CONSIGNES:
(a) Répondez aux questions suivantes à partir de l'extrait sur les tripatouilleurs de constitutions.
(i) Combien de morts le printemps sénégalais a-t-il fait ?
(ii) De quels voisins le pays se dit-il le grenier ?
(iii) Pour quelle année est promis le statut de pays émergent ?
(b) Poursuivez l'extrait sur les tripatouilleurs de constitutions à partir de la dernière phrase.

EXTRAIT À LIRE:
* * * *
«Que dit-on des tripatouilleurs de constitutions? Je ne suis soumis à aucune malédiction, moi, Barthélémy !»
Les hirondelles nous reviennent de l’exil. Elles annoncent le retour des beaux jours. Les beaux jours ne sont pas évidents pour tous ; le président Gorgui, le bel éphèbe sénégalais, est parti. C’est qu’il est si beau, si jeune, ce Wade. Mais la maturité, la détermination et la démonstration historique de l’attachement à la démocratie du peuple sénégalais a triomphé. Oui, le peuple a parlé, et un tripatouilleur de la constitution s’en est allé.
Les beaux jours, c’est ce printemps sénégalais qui a fait rougir et trembler Sarko. Il n’y a eu que dix morts, ce qui n’est pas du goût des marchands d’armes et d’outils répressifs. Ils se frottaient les mains, croyant pouvoir déployer leurs militaires au Sénégal, vendre leurs vieux « Rafales », qui vieillissent sans jamais avoir servi ! Et Sarko voit sa malédiction prendre forme. Son complice, Wade, qui l’avait laissé insulter l’Afrique entière à Dakar, a eu sa part de malédiction. Et lui, c’est bientôt son tour car ce printemps ne lui sera pas favorable, il perdra les élections présidentielles, et la malédiction sera accomplie ; il méditera le reste de sa vie, s’en voulant à mort d’avoir déclaré que l’Afrique n’était pas entrée dans l’histoire. »
« Que dit-on des tripatouilleurs de constitutions ? Je ne suis soumis à aucune malédiction, moi, Barthélémy ! J’ai tripatouillé la mienne de constitution, j’ai fait éliminer ceux qui ont voulu crier et contester ! On a appelé cela, ici, les « émeutes de la faim », mais tout le monde sait que mon pays se targue d’une autosuffisance alimentaire ! Nous vendons même…, que dis-je, nous sommes le grenier de nos voisins le Gabon et la Guinée Equatoriale.
Il y a juste cet Enoh Meyomesse qui commence à me les gonfler. Depuis que Faka Bilumba a lancé une espèce de fatwa contre moi afin de le sortir de prison, j’ai tout le monde -même Chantou- qui exige que Enoh Meyomesse soit libéré. En fait, ils oublient que mon peuple n’est pas aussi déterminé que les Sénégalais. A moins que Samuel Etoo, Yannick Noah, Manu Dibango ou Calixthe Beyala ne s’en mêlent, je ne crains pas grand chose. Il peut même mourir en prison, comme Bibi Ngoto, il y aura toujours mon doungourou de Ministre de la Communication pour raconter des sornettes et des histoires à dormir debout. S’il ne convainc pas, il y a le Fameux Ndongo, celui que, comme moi, les Boulous exècrent. Il pondra des théories et des livres pour comme d’habitude légitimer nos aberrations. J’ai déjà promis à mon peuple que je le conduirais, à travers mes grandes réalisations, au statut de pays émergent. Ce sera pour 2035. Quel âge aurai-je ? Wait and see ! »
* * * *
DONNÉES RECUEILLIES:

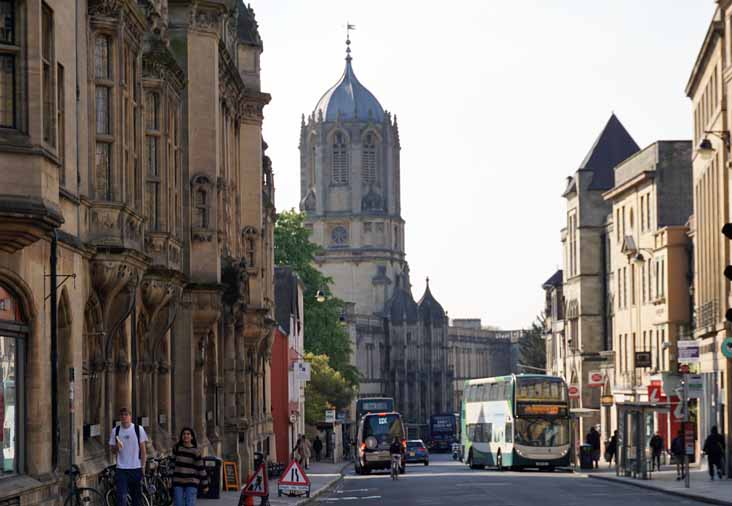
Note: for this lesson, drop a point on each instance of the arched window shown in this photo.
(368, 159)
(13, 332)
(340, 160)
* * * *
RÉPONSES:
(a)
(i) Dix.
(ii) Le Gabon et la Guinée Equatoriale.
(iii) 2035.

(b)
« Je vois qu’on a prononcé mon nom à moi, Manu Dibango. Je voudrais juste rappeler les paroles d’une chanson que j’avais écrite dans les années soixante, quand je faisais l’apologie du parti d’Ahidjo, l’U.C. (Union Camerounaise) :
A présent que nous sommes libres,
Libres de choisir notre loi,
Il est bien venu le temps de penser.
Camerounais, réveillons-nous !
Effaçons l’esprit tribaliste,
Effaçons la haine entre nous,
Que le mot union de fraternité
Prenne place dans nos c urs !
Mais on me dit que, depuis un certain temps, le tribalisme est méthodiquement cultivé. Il y a certaines villes, certaines régions où, si l’on n’est pas du coin, si on est « nkwa », on ne peut pas vous vendre de terrain pour construire ou cultiver. Une nouvelle race de privilégiés est née, les apparatchiks des après-indépendances qu’on nomme « élites », une main prolongée du pouvoir -ils ont des pratiques pas très catholiques-. Ils organisent des fêtes avec faste, dans lesquelles la population est invitée à venir chanter et danser sa reconnaissance au président pour avoir nommé ou reconduit tel ou tel ministre tribal. C’est à se demander si ces ministres sont des ministres de leur tribu ou de la République ! ».
« S’il te plaît, Grand Manu, tais-toi, on risque de t’arrêter et de t’enfermer sous des prétextes fallacieux, comme Enoh Meyomesse ! Les prétextes ne manqueront pas, on t’accusera par exemple de ne vouloir jamais porter de cravate, et d’appauvrir cette industrie florissante de la cravate camerounaise, importée à 110 % de l’étranger. Moi, Francis Bebey, qui suis mort déjà, laisse-moi parler, on ne pourra rien me faire ! C’est à la rigueur Faka Bilumba qui risque des représailles, car lui, par son intelligibilité, arrive à transmettre nos pensées et dires aux vivants.
J’avais déjà, de mon vivant, parlé de ces choses ambiguës de nos régimes politiques africains. Dans mon roman, « Le Ministre et le Griot », c’est un cas de figure de transposition incongrue des valeurs qui est traité. Ce que je ne comprends toujours pas, c’est le montant de la paye des présidents africains. Il doit être élevé, très élevé, ce traitement présidentiel. C’est peut-être pourquoi on ne le communique pas ?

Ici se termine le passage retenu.